**Exercise objective:** Your task is to return the line containing "Tag the grassy" plus every line after it, exactly and with nothing added.

**Extracted records:**
* BEGIN *

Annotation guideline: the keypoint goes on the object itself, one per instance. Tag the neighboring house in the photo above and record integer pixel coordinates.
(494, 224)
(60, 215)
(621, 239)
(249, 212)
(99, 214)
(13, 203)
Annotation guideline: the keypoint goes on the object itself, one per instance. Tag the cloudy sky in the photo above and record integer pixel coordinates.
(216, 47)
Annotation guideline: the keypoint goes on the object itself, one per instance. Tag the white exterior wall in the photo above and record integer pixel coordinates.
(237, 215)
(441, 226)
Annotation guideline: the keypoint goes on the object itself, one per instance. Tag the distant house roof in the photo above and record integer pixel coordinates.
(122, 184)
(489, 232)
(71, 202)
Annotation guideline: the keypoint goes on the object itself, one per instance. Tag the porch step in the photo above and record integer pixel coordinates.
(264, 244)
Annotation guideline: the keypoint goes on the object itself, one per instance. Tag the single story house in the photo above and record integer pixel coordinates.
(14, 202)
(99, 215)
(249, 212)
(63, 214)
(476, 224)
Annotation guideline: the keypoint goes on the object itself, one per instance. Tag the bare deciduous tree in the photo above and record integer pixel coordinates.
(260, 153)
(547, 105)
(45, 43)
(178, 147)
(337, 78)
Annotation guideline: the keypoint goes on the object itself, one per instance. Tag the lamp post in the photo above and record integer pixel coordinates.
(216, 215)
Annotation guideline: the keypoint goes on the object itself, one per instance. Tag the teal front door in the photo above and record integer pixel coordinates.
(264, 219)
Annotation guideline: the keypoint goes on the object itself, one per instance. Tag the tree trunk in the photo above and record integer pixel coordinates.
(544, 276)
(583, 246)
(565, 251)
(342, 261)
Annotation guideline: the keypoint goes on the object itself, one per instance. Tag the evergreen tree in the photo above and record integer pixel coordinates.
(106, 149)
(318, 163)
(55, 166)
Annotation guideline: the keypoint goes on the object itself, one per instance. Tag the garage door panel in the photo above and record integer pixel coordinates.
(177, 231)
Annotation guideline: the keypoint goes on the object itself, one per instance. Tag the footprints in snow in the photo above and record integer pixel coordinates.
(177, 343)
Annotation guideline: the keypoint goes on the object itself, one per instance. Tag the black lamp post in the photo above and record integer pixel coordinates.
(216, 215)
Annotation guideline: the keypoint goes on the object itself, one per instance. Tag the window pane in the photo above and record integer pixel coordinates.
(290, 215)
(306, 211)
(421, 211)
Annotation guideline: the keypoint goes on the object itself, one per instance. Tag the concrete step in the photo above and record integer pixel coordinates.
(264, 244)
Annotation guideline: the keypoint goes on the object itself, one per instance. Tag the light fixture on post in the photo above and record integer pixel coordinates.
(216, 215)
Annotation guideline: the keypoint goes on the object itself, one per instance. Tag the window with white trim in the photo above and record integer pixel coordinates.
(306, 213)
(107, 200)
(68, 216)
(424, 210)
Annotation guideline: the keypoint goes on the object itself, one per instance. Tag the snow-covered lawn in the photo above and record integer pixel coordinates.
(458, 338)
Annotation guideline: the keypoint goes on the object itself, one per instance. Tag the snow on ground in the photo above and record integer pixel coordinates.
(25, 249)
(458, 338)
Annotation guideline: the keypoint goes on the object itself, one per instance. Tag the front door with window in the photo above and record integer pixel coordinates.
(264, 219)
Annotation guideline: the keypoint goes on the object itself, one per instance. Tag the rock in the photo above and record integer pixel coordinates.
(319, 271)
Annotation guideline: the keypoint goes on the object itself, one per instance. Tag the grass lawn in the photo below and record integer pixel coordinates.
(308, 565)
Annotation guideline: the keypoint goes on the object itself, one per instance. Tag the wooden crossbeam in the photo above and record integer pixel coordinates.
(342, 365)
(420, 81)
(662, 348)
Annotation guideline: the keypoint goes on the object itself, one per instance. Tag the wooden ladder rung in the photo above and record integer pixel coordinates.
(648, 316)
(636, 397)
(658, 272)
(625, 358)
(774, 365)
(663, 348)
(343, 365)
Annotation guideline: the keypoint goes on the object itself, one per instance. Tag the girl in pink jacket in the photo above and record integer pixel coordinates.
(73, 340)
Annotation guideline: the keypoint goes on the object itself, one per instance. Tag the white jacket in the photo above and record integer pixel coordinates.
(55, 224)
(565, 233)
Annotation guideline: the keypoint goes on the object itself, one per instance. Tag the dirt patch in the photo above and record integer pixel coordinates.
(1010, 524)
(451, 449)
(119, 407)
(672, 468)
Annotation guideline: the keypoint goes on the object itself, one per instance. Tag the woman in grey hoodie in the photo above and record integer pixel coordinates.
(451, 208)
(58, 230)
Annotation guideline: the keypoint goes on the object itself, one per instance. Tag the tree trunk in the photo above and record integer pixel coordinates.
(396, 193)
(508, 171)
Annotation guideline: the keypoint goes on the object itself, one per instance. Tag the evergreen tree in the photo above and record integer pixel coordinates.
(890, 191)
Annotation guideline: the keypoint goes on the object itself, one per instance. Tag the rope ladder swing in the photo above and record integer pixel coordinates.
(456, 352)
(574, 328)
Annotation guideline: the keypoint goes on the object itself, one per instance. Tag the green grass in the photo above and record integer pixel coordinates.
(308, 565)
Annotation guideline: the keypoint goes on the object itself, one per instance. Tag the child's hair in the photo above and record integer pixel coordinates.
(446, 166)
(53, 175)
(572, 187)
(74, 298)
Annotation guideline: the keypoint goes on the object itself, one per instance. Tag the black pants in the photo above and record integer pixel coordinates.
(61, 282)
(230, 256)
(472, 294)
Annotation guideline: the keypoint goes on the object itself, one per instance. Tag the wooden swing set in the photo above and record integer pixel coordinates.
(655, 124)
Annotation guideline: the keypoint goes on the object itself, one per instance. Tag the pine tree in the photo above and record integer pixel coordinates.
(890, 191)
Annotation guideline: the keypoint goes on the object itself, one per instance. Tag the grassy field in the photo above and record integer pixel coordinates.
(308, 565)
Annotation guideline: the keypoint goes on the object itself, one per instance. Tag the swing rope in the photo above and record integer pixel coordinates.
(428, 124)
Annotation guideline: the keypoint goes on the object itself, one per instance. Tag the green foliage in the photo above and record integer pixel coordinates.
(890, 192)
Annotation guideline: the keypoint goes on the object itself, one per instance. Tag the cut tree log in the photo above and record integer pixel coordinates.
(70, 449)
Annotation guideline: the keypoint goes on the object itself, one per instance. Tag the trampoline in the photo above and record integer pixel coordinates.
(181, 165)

* END *

**Written answer:**
Annotation guideline: the keypoint goes on the object itself, one per instance. Tag the grassy field in the photo above and record integer pixel coordinates.
(308, 565)
Annotation guideline: the keypoint goes on the object itself, one per instance. Tag the swing rope in the photo above and record integer pixel coordinates.
(428, 124)
Annotation guideline: the keypoint goes on the object itself, one per instance. Tag the green foliage in the photo above and record integer pixel coordinates.
(890, 192)
Annotation guideline: the keypoint goes on the object itself, one per instance. Tag the cut tree log in the photo above and record integer pixel coordinates.
(70, 449)
Annotation guideline: the keypoint goes on the object itself, one per instance. Tag the trampoline in the photo above and record integer pixel coordinates.
(181, 165)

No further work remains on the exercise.